§ TASK DESCRIPTION:
Your response should consist solely of the lines from the one containing "x=351 y=146" through the final line of the entries, repeated exactly.

-------- DATASET --------

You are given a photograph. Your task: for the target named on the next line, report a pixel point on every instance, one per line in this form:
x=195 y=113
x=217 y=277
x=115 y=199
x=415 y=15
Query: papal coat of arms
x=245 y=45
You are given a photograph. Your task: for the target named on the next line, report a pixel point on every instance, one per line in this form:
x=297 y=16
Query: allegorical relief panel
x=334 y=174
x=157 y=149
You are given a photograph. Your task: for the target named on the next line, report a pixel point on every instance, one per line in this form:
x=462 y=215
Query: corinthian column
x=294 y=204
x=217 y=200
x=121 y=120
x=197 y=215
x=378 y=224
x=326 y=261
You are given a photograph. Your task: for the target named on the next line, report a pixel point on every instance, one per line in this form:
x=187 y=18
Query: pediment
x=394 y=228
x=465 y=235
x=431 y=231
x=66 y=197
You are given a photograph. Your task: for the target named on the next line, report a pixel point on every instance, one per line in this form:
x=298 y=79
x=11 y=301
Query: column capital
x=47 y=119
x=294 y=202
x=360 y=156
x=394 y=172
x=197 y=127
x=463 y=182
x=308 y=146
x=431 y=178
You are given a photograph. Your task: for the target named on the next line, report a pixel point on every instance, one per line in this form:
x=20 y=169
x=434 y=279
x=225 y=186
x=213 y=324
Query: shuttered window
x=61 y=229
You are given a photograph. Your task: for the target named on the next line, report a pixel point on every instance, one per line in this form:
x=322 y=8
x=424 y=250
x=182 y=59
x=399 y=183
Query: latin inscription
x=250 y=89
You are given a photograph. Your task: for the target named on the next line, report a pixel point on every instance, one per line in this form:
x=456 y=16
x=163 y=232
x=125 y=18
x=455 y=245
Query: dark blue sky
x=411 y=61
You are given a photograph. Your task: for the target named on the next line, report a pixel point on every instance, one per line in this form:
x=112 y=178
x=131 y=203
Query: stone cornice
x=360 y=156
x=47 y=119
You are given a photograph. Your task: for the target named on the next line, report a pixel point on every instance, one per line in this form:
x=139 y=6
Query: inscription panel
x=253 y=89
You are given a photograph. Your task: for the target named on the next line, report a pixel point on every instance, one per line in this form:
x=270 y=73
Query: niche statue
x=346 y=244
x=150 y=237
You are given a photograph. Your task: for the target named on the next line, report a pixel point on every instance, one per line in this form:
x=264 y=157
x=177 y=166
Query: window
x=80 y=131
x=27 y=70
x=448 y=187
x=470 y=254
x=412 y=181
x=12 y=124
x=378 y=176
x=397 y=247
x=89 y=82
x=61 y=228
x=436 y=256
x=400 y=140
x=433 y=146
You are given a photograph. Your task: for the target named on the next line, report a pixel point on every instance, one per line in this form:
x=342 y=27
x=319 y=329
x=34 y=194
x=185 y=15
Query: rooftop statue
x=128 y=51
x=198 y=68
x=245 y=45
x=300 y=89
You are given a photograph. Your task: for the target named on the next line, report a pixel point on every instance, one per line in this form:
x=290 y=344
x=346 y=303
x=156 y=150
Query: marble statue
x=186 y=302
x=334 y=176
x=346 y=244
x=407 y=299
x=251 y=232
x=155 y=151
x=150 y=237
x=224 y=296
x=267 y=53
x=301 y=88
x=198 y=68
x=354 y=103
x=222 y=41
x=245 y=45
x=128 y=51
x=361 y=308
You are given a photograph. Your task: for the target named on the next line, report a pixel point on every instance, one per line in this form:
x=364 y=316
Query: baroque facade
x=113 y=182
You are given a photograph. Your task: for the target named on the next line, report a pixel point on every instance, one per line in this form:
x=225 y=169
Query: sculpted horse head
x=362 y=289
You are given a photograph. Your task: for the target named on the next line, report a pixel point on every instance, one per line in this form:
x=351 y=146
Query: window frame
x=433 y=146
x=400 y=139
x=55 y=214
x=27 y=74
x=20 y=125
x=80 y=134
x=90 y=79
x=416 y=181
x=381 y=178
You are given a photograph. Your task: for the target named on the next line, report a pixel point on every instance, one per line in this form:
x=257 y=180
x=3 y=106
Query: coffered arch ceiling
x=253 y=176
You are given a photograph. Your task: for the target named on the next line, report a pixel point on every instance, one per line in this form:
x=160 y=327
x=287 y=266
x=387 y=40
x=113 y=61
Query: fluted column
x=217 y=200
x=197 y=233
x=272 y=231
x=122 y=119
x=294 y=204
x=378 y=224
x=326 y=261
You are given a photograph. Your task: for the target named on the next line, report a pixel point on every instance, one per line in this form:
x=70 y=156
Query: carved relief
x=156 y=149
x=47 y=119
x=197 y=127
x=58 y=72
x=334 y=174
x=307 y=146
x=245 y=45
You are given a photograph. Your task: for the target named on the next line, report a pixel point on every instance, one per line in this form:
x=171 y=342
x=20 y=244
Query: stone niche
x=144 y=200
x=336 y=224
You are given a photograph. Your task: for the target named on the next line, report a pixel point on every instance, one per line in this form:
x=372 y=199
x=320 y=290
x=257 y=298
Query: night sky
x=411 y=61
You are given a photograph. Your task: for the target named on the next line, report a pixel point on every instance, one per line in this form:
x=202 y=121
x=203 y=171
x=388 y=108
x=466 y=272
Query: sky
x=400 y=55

--------

§ RESULT OF THIS EXERCISE:
x=351 y=146
Query: window frame
x=433 y=146
x=400 y=139
x=55 y=214
x=27 y=74
x=20 y=125
x=80 y=134
x=90 y=79
x=416 y=181
x=381 y=178
You are given a photograph. Your task: for the target named on the next line, report a pixel point on every instance, one per line in this form:
x=257 y=180
x=3 y=106
Query: coffered arch ceiling
x=253 y=176
You are given a photograph. Your task: for the target named on the next line, report a pixel point on every instance, one per line in this form:
x=160 y=327
x=287 y=266
x=387 y=40
x=113 y=61
Query: fluted column
x=217 y=200
x=197 y=233
x=272 y=231
x=122 y=119
x=294 y=204
x=378 y=224
x=326 y=261
You are given a photograph. Your task: for the target named on the next line, report a pixel point on every instance, one per line in this form:
x=70 y=156
Query: carved relief
x=156 y=149
x=47 y=119
x=197 y=127
x=58 y=72
x=334 y=174
x=307 y=146
x=245 y=45
You are given a photograph. Your task: for the target named on the next line, report a pixel point on every instance, one per line in this form:
x=171 y=342
x=20 y=244
Query: stone niche
x=144 y=200
x=336 y=224
You are given a photograph. Your task: for the target named on the next line, report a pixel point on every instance, one per line in this form:
x=372 y=199
x=320 y=290
x=257 y=298
Query: night sky
x=411 y=61
You are given a photograph. Your task: for the target named on the next line, report a pixel point on every instance, one per line in this form:
x=202 y=121
x=203 y=171
x=388 y=108
x=466 y=272
Query: sky
x=400 y=55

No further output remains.